* [Instructions to follow] Collect and copy out every line in the records below that contains the string "tree".

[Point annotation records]
[Begin]

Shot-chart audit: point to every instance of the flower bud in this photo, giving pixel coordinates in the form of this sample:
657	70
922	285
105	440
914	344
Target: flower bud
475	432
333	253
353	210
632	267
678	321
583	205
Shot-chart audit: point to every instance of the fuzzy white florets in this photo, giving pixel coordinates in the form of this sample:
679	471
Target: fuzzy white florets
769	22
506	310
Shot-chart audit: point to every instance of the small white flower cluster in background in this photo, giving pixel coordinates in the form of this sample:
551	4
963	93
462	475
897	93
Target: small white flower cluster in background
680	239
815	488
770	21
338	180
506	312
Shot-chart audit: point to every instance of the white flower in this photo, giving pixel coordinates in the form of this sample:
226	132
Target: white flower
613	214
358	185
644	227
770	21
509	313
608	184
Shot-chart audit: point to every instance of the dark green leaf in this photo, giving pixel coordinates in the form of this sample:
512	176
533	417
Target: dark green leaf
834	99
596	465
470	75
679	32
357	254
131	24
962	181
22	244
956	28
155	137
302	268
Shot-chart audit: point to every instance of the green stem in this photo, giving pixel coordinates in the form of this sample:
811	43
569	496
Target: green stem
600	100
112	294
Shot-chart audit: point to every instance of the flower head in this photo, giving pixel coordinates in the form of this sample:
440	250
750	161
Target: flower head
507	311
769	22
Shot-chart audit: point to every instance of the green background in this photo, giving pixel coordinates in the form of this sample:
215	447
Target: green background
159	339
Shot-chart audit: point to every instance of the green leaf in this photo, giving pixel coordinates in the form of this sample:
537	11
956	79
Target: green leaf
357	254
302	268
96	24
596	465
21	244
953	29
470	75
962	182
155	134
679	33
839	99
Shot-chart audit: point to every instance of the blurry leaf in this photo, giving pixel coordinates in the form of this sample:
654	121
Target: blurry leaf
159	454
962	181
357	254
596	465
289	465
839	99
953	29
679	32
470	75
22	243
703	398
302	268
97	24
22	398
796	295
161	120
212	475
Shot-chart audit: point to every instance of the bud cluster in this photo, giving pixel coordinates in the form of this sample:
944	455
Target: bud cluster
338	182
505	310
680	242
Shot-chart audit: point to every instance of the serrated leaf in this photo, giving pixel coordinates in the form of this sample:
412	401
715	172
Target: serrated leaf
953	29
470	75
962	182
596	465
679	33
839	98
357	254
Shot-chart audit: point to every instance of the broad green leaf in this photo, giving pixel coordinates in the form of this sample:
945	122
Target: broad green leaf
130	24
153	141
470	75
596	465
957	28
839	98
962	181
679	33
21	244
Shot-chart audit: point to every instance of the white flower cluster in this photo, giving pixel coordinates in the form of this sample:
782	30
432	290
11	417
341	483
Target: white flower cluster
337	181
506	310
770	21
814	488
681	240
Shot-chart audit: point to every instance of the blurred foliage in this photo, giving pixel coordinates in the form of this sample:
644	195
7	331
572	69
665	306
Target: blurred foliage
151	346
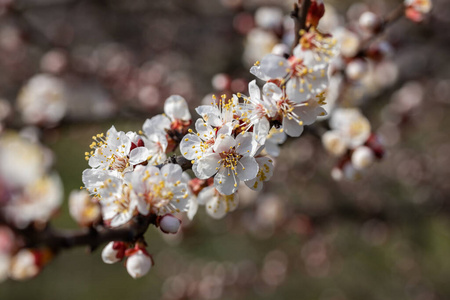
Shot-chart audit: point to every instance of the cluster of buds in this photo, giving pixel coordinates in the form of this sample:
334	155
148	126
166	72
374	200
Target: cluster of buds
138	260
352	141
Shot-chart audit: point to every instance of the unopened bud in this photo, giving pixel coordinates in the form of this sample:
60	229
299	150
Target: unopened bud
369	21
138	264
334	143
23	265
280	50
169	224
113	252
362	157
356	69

[End]
[Begin]

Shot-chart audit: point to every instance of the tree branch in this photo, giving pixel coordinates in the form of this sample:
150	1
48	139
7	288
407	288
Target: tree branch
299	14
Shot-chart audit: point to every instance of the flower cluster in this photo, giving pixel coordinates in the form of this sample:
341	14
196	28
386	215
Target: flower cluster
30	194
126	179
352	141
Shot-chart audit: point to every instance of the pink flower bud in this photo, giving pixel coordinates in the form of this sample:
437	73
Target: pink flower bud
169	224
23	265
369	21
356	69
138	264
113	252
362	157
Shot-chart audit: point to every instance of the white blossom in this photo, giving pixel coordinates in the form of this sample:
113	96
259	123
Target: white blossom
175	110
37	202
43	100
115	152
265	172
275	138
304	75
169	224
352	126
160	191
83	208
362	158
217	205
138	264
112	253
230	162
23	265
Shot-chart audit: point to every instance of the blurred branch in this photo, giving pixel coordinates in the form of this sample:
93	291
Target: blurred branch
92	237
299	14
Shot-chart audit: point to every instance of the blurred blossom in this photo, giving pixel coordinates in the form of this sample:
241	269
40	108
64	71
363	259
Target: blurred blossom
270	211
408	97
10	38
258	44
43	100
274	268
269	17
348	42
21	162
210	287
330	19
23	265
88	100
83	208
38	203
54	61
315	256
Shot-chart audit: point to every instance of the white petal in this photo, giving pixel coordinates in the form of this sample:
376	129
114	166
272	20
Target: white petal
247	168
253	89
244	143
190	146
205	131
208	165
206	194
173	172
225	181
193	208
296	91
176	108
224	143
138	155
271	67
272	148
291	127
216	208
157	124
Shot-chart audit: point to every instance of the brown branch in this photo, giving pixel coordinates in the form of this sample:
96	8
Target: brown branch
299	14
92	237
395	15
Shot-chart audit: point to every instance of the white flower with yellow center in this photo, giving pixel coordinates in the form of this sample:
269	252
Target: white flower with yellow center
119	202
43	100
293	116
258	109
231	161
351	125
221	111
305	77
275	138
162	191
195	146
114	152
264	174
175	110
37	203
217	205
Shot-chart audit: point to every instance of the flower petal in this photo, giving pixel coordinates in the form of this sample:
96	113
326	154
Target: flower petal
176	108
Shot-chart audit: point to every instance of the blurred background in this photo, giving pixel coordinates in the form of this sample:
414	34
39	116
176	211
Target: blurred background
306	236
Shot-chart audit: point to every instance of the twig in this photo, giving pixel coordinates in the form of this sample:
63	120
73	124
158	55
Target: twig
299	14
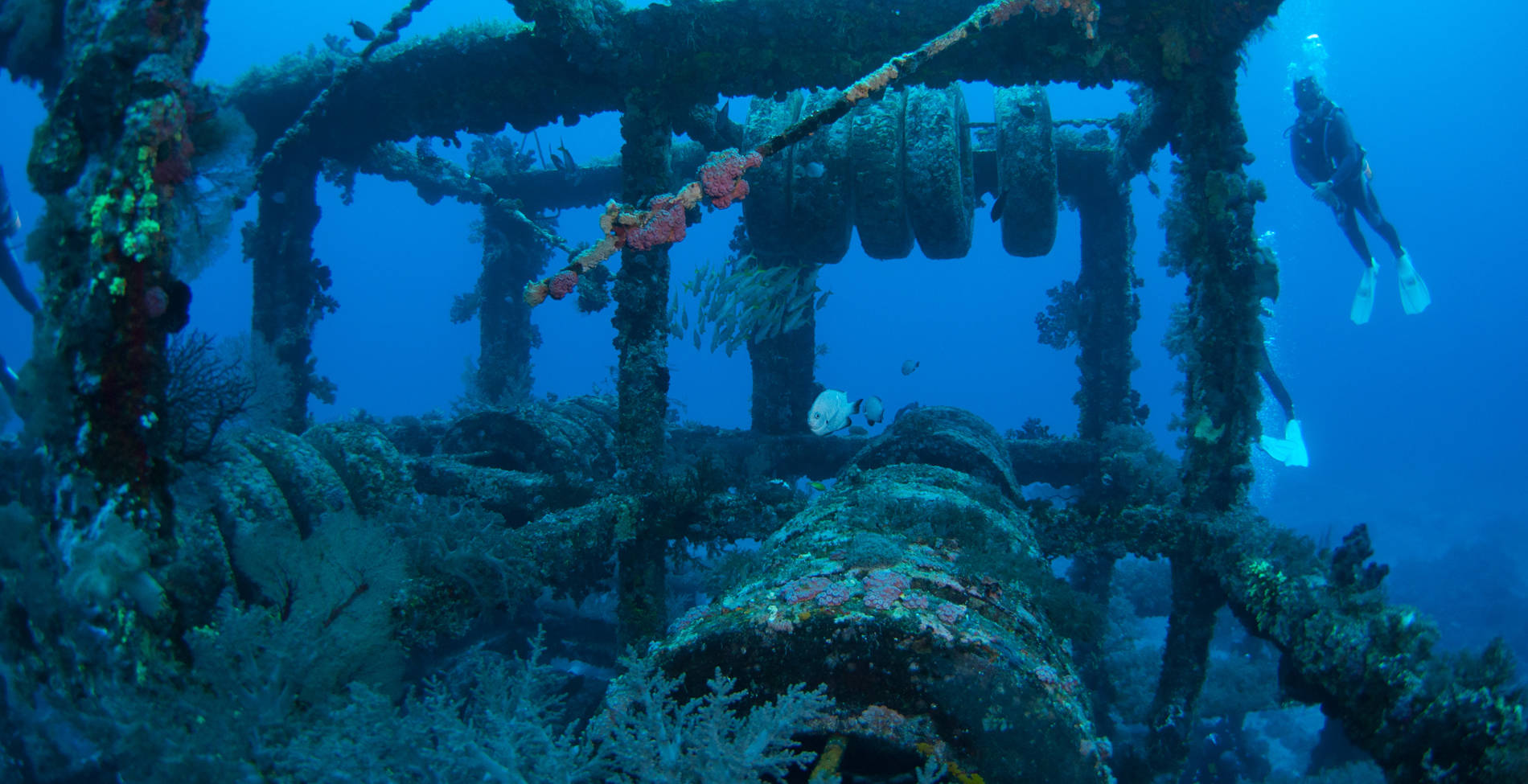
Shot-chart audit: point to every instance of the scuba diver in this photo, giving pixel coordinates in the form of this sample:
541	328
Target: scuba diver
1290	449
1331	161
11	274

[End]

* [Task solution]
Shot-chart audit: point to every instance of the tree branch in this photo, giving pixel coordinates in the form of this sample:
Target: tree branch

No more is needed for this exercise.